PROMPT: Starting at the line that contains "Objective — one point per instance of the glue", transcribe every remaining line of the entries exactly, including the last one.

(Entries from a point annotation set)
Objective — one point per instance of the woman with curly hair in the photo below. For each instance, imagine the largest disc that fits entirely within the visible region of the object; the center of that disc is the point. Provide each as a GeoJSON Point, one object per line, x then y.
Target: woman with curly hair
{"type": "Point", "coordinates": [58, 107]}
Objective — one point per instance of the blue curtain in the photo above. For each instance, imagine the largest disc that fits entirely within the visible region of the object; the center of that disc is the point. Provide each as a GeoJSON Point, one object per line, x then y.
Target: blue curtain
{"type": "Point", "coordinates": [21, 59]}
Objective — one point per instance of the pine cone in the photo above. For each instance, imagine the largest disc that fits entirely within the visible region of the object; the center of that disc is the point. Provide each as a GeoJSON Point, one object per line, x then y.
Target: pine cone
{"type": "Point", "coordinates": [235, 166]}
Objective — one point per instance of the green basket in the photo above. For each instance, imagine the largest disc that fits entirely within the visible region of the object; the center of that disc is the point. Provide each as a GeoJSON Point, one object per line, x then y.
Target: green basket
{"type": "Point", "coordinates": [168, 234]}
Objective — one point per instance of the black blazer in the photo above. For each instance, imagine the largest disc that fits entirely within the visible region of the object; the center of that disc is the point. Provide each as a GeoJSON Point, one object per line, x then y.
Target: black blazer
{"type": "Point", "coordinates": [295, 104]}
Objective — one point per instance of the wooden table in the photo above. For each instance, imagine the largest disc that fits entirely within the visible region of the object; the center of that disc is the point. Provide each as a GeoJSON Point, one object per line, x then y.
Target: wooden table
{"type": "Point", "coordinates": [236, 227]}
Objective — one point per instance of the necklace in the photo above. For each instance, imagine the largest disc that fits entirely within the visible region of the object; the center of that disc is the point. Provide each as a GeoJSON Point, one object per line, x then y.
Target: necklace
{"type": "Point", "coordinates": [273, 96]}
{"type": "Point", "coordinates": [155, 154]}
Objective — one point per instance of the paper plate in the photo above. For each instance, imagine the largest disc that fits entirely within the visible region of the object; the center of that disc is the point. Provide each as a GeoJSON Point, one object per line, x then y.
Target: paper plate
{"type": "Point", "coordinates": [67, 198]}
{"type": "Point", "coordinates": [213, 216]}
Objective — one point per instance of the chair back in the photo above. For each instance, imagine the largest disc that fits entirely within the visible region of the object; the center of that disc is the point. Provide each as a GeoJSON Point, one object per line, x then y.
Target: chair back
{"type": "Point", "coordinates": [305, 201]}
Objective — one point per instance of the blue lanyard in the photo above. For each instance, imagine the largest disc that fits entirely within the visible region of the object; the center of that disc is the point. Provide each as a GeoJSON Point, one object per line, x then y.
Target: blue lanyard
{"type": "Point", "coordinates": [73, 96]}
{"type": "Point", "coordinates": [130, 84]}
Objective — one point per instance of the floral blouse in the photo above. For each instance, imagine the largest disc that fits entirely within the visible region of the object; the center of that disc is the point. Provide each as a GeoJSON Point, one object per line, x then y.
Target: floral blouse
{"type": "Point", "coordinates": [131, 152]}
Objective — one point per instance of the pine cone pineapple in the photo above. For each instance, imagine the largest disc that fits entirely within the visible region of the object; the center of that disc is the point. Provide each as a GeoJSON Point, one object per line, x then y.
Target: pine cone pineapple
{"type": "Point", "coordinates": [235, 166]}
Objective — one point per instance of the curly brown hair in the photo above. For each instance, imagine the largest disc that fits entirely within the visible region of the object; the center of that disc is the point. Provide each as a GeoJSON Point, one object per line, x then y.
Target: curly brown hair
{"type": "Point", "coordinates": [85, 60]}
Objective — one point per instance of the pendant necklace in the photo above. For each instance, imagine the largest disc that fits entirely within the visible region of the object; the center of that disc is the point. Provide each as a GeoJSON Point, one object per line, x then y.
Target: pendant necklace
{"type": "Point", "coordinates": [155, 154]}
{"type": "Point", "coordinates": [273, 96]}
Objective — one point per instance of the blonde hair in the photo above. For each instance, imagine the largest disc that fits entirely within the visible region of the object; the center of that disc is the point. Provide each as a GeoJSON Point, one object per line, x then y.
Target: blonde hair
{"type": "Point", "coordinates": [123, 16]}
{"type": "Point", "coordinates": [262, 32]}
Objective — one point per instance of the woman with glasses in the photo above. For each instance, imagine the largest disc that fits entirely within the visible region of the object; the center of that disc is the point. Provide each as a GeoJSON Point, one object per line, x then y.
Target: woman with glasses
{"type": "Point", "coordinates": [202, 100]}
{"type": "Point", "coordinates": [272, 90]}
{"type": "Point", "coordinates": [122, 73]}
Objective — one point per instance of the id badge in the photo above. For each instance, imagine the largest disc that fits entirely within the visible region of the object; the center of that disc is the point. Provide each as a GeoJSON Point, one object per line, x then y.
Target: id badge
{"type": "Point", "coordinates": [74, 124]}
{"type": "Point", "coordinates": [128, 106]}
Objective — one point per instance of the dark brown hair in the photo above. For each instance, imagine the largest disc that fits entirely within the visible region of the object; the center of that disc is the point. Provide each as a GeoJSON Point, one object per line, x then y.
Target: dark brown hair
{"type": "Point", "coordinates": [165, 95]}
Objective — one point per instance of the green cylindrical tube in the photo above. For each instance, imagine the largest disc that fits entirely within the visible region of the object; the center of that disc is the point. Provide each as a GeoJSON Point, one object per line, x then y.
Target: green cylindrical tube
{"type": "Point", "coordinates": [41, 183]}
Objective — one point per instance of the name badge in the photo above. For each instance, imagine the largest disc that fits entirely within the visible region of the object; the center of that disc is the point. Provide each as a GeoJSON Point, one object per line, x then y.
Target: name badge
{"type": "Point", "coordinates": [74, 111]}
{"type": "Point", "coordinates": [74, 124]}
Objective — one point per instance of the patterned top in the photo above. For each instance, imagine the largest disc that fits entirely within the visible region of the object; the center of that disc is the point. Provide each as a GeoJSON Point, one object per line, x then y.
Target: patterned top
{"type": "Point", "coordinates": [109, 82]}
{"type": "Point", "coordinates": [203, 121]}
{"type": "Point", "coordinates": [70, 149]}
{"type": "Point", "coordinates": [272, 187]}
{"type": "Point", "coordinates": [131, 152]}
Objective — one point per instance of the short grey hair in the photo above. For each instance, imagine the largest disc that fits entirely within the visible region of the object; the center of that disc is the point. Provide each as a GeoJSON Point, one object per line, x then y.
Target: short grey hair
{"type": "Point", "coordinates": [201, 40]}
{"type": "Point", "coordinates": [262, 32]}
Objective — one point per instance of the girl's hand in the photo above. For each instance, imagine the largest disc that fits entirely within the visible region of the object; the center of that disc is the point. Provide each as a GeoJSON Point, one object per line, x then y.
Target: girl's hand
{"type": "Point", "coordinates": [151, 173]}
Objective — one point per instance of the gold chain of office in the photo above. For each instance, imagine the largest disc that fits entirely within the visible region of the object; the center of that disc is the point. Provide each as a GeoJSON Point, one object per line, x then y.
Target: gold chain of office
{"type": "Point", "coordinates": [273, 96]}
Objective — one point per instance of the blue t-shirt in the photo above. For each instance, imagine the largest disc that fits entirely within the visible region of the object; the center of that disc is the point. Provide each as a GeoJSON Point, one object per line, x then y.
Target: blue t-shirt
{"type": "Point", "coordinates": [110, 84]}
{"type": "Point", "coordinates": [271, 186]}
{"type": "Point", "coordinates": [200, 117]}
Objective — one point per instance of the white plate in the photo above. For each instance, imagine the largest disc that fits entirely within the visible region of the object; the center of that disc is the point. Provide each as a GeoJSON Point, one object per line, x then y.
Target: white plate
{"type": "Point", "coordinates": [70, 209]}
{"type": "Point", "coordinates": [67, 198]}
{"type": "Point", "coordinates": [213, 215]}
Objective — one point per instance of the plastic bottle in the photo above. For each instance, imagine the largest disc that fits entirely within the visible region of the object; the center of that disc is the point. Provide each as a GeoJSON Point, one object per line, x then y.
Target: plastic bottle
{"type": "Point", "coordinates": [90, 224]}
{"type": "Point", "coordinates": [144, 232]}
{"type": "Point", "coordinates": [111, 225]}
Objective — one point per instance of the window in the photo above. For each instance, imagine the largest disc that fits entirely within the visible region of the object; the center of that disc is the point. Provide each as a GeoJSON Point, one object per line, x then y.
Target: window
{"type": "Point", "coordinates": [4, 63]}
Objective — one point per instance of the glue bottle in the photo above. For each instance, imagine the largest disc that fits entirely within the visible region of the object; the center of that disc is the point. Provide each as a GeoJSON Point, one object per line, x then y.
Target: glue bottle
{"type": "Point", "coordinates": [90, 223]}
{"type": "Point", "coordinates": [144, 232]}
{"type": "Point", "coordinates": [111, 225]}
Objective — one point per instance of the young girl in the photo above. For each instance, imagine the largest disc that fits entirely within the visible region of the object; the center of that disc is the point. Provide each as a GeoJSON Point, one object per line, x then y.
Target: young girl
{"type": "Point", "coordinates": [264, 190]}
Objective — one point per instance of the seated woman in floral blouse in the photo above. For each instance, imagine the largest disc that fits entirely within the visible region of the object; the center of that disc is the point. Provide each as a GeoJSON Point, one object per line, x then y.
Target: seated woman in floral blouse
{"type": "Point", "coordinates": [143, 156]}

ANSWER TO THIS PROBLEM:
Objective — one point per instance of the glue bottle in the photo above. For each instance, imagine the largest disc that fits entirely within the visible region of the object; the center of that disc is the point. Provide each as a GeoJSON Point, one object per line, x then y.
Target: glue bottle
{"type": "Point", "coordinates": [90, 223]}
{"type": "Point", "coordinates": [144, 232]}
{"type": "Point", "coordinates": [111, 225]}
Objective — one point per instance of the young girl in the photo above. For each instance, imagine the largest disc that fits entirely within the visible region of the object; the center of that disc is the point. Provide each as a GeoJSON Point, one object per line, x then y.
Target: young girl
{"type": "Point", "coordinates": [264, 190]}
Objective — one point per instance of the seated woman in floral blouse in the photo above. For each instance, imagine the largest disc that fits entirely within the visible region of the object; the center of that disc is the point. Provide each as a GeoJSON Point, one object per line, x then y.
Target: seated woman in floral blouse
{"type": "Point", "coordinates": [143, 156]}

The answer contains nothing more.